Just few months back, we explored Guiuan, Eastern Samar for diving. Although it wasn’t in the diving map, the costal town has its own share of promising underwater sites. The devastation from Typhoon Yolanda was undeniably obvious – surface or underwater, but it wasn’t the reason why I was lost. We went only shallow at 14 meters, sans a dive computer after mine went flooded few months earlier. This time again, the visibility was poor after a passing storm. I lost my dive buddy first, our DM signaled he would find him and I must stay stationed on my spot. So, I waited. I looked around and entertained my eyes watching the thriving marine life over a reef. A cloud of juvenile anthias over some corals and a heard of groupers on another side, still it was hazy and beyond four meters was nothing! I had enough air and I waited further, just enjoying the waters and hazy view around me. The cloudy environment has that touch of mystery to me! I was oblivious of the time as I waited. Unknowingly, they all surfaced without me – our DM lost me as well. When I surfaced, the tension was noticeable – my companions were all watching out the surface for me. My dive buddy ran out and hugged me, obviously grateful I was back safe.

I felt sorry for the aftermath, our DM got sick and aborted our second dive. I hid my disappointment but as DM, he should be in control especially on such situations. Where is the S R T A technique? Our safety relied much on our DM who was obviously unprepared!

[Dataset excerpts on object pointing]
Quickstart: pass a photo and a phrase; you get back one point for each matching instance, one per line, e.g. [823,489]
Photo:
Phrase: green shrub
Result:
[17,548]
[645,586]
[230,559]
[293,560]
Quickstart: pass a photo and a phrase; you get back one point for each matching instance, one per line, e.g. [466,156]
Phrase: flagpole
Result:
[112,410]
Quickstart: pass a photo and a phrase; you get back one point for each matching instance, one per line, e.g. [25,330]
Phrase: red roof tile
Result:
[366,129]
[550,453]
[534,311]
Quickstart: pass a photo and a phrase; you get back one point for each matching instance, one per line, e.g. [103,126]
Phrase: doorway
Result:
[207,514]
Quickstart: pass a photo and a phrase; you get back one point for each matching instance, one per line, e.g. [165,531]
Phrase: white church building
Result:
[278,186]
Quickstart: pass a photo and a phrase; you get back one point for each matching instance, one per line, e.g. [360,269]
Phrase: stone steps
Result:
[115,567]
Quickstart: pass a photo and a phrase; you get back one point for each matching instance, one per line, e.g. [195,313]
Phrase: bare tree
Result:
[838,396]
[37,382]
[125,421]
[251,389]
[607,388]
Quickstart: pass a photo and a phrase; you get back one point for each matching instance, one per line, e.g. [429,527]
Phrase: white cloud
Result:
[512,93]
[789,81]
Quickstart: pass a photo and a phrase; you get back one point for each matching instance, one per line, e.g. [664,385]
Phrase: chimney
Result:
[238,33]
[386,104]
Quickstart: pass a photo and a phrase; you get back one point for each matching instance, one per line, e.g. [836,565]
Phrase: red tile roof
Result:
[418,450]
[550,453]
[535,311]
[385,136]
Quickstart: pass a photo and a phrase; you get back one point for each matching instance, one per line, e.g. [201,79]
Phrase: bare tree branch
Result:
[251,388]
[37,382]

- _Short problem A_
Answer these questions from the diving account:
(i) How deep did the group go on the dive?
(ii) Who ran out and hugged the writer after the writer surfaced?
(iii) What happened to the second dive?
- _Short problem B_
Rewrite the stretch of the diving account from "I felt sorry" through "was obviously unprepared!", substituting "frustration" for "disappointment".
- _Short problem C_
Summarize the diving account in two sentences.

- _Task response A_
(i) 14 meters.
(ii) The writer's dive buddy.
(iii) It was aborted because the DM got sick.

- _Task response B_
I felt sorry for the aftermath, our DM got sick and aborted our second dive. I hid my frustration but as DM, he should be in control especially on such situations. Where is the S R T A technique? Our safety relied much on our DM who was obviously unprepared!

- _Task response C_
While diving in poor visibility off Guiuan, Eastern Samar, the writer lost track of the dive buddy, waited in place as the DM instructed, and was left behind when everyone else surfaced. Afterward, the DM got sick and aborted the second dive, and the writer judged him unprepared to keep the group safe.